[Saved data entries]
+ + +
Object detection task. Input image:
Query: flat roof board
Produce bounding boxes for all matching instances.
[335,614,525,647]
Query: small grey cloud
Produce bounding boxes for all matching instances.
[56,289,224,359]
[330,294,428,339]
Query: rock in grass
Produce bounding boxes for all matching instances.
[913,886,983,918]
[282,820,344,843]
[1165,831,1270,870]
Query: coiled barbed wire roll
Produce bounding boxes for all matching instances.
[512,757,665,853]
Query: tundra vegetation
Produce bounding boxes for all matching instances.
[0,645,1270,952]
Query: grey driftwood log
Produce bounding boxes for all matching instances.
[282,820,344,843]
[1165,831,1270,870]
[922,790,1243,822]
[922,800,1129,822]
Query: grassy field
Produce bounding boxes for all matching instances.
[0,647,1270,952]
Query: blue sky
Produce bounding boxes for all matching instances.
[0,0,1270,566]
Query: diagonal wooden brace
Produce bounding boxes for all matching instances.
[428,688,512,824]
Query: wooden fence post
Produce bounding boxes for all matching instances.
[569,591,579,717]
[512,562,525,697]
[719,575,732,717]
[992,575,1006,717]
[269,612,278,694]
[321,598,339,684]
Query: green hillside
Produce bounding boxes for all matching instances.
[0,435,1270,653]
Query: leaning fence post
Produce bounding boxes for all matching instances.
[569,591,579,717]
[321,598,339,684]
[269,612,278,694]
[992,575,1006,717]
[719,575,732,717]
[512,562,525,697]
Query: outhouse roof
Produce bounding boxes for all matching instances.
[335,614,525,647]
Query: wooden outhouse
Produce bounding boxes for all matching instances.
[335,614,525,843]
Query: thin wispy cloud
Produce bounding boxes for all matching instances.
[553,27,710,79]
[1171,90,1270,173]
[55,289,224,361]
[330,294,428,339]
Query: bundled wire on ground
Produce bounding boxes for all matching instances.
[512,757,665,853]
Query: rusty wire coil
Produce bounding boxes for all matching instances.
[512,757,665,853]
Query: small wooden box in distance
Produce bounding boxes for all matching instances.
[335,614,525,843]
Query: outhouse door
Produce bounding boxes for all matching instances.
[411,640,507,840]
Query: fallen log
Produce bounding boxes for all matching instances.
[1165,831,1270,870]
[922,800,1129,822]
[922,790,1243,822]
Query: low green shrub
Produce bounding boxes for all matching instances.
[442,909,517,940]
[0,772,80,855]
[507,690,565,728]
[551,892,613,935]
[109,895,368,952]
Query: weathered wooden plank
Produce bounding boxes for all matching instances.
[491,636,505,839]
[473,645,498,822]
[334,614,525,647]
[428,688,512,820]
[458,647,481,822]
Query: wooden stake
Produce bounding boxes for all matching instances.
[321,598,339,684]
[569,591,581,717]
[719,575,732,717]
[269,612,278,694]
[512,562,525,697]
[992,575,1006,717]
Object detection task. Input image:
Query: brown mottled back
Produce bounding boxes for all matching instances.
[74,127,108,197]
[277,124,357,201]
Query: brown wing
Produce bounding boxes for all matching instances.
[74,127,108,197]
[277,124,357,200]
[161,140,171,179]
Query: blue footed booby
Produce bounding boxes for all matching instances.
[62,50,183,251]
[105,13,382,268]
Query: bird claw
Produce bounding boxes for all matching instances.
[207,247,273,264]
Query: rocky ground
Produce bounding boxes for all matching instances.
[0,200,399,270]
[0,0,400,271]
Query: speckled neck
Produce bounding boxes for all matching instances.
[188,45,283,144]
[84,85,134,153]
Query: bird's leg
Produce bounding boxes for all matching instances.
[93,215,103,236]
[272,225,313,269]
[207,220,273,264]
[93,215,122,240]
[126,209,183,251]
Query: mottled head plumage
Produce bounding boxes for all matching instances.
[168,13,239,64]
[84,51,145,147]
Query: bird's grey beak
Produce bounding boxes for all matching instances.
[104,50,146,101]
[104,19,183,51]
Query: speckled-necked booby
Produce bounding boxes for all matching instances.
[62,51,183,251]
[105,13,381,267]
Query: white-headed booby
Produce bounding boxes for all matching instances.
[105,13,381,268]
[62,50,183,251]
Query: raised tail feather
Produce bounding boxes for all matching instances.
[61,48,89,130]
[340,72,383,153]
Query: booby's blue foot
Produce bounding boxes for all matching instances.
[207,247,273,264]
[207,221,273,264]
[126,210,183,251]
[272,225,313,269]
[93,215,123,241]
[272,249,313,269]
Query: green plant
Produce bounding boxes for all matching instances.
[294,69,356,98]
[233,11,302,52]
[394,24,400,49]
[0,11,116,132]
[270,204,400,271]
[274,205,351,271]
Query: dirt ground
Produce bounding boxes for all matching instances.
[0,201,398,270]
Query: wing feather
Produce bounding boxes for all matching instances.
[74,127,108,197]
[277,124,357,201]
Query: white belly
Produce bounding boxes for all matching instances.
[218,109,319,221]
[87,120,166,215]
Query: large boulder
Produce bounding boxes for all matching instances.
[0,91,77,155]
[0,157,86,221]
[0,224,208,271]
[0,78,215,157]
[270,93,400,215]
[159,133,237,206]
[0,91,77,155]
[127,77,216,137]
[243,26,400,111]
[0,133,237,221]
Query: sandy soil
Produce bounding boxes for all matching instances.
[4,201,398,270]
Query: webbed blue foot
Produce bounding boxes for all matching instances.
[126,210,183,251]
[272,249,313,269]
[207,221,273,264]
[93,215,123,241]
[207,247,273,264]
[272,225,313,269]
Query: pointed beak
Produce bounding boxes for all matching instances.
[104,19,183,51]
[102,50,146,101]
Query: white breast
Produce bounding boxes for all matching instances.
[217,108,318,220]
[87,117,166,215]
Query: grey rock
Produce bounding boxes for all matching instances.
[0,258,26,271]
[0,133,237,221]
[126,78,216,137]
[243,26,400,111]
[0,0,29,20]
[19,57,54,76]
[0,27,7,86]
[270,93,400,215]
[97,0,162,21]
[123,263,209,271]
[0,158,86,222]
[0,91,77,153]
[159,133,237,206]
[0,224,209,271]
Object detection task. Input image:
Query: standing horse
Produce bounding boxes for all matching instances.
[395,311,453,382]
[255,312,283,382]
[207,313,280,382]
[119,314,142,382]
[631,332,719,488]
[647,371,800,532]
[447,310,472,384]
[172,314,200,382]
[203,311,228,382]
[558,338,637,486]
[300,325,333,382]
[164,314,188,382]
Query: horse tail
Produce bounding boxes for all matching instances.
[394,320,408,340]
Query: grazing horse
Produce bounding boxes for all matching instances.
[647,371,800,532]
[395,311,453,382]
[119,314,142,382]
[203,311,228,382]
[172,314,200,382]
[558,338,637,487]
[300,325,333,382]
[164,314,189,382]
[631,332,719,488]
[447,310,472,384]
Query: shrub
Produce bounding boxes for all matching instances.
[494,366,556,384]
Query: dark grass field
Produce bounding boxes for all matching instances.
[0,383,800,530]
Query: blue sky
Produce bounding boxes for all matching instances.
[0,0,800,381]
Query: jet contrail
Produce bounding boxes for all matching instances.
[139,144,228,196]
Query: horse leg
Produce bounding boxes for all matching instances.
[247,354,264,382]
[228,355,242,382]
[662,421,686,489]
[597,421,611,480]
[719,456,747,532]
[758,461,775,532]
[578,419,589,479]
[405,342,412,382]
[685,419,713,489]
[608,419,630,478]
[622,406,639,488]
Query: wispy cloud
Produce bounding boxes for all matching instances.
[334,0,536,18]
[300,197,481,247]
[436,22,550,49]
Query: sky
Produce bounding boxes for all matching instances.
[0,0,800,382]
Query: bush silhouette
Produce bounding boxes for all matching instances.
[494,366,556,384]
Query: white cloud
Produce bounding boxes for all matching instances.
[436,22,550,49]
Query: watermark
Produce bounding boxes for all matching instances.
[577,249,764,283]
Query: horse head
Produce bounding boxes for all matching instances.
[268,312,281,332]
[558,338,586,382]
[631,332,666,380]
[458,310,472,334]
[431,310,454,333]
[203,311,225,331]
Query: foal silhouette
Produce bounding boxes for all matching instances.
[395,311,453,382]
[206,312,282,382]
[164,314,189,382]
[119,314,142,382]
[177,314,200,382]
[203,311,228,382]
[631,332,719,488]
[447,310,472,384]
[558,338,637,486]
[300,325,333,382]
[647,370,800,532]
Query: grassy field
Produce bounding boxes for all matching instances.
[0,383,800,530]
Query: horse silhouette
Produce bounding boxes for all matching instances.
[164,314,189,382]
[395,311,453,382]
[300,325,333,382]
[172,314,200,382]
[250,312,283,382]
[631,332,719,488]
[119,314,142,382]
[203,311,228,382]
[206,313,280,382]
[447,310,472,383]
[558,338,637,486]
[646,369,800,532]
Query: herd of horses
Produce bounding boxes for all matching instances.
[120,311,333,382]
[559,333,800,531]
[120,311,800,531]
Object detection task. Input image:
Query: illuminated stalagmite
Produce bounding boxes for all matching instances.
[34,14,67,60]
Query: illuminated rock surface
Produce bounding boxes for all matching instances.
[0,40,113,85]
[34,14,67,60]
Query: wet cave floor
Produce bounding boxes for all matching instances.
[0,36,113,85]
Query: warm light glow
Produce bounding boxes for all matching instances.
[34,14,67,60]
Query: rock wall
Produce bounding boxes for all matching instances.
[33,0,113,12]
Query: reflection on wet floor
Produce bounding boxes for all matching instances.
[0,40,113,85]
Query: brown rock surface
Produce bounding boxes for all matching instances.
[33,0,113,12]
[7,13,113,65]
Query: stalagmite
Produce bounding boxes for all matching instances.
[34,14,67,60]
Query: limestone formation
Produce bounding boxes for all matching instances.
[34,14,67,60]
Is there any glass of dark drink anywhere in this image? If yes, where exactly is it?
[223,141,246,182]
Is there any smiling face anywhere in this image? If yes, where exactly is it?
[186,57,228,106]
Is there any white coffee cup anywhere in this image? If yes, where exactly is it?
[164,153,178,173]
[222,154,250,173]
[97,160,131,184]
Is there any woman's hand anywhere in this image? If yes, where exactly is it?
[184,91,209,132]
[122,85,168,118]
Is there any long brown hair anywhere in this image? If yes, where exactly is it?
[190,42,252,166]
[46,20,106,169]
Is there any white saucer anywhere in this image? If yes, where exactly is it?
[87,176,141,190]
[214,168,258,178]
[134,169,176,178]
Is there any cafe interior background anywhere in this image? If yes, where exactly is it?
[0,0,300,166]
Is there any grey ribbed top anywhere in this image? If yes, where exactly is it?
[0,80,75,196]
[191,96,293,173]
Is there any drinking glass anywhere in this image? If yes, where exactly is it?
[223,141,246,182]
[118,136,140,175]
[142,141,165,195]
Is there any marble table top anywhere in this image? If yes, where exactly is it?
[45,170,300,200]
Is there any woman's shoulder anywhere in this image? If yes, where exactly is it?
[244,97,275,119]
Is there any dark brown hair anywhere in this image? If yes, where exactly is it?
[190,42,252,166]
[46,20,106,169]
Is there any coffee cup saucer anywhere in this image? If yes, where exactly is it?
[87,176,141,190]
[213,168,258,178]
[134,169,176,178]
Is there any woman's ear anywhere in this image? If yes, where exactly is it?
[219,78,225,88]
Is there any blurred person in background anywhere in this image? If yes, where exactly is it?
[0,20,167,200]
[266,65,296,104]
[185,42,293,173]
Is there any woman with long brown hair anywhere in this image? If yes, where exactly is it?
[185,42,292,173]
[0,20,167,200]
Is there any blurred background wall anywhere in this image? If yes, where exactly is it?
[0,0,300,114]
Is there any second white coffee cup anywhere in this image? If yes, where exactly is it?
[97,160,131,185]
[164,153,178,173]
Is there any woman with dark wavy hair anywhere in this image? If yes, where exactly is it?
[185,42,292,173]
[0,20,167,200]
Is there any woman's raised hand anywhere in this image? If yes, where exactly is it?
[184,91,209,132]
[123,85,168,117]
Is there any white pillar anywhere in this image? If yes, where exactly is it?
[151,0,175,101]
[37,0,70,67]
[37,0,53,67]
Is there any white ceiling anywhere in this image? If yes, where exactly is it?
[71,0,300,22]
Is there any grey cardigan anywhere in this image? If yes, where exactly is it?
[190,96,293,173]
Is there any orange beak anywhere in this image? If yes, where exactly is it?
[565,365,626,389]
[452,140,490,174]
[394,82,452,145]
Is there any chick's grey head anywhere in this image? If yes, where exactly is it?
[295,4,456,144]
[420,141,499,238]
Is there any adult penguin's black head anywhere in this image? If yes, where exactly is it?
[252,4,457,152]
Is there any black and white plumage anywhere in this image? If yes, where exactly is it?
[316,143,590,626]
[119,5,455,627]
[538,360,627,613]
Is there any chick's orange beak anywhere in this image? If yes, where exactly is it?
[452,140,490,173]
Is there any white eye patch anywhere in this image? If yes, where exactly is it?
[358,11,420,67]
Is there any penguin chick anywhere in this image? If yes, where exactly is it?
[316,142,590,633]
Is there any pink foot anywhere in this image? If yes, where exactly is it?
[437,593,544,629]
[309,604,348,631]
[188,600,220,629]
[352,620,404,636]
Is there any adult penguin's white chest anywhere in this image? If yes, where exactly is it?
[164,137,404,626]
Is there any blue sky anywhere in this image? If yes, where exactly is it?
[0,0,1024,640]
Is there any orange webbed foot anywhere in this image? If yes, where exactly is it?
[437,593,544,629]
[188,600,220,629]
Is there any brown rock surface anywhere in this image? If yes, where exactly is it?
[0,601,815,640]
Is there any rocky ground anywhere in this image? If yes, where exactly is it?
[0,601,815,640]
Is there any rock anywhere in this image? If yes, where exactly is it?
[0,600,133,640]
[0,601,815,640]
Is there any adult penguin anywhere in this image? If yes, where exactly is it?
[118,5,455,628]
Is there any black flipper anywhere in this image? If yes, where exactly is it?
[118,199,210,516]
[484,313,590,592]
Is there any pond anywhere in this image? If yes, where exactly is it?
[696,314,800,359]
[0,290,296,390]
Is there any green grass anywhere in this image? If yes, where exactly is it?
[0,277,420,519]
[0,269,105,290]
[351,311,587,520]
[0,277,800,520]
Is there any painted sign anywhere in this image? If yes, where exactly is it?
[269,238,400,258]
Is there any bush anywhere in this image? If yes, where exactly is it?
+ + +
■ Your objective
Rescale the bounding-box coordinates on every line from the one containing "Is there any green" through the end of the entries, inclusive, by multiplying each by 1.15 and rounding to whole numbers with halves rounded up. Reproduce all lines in that span, keeping the lines of text unchanged.

■ Written reply
Is there any green grass anywhere in this image? If yes, where exactly is it?
[0,319,483,597]
[0,309,121,334]
[404,358,675,598]
[0,319,920,598]
Is there any painted sign anywhere in this image? If yes, where exactly is it?
[309,274,460,297]
Is there any bush anywhere in this image? If yes, where exactly is it?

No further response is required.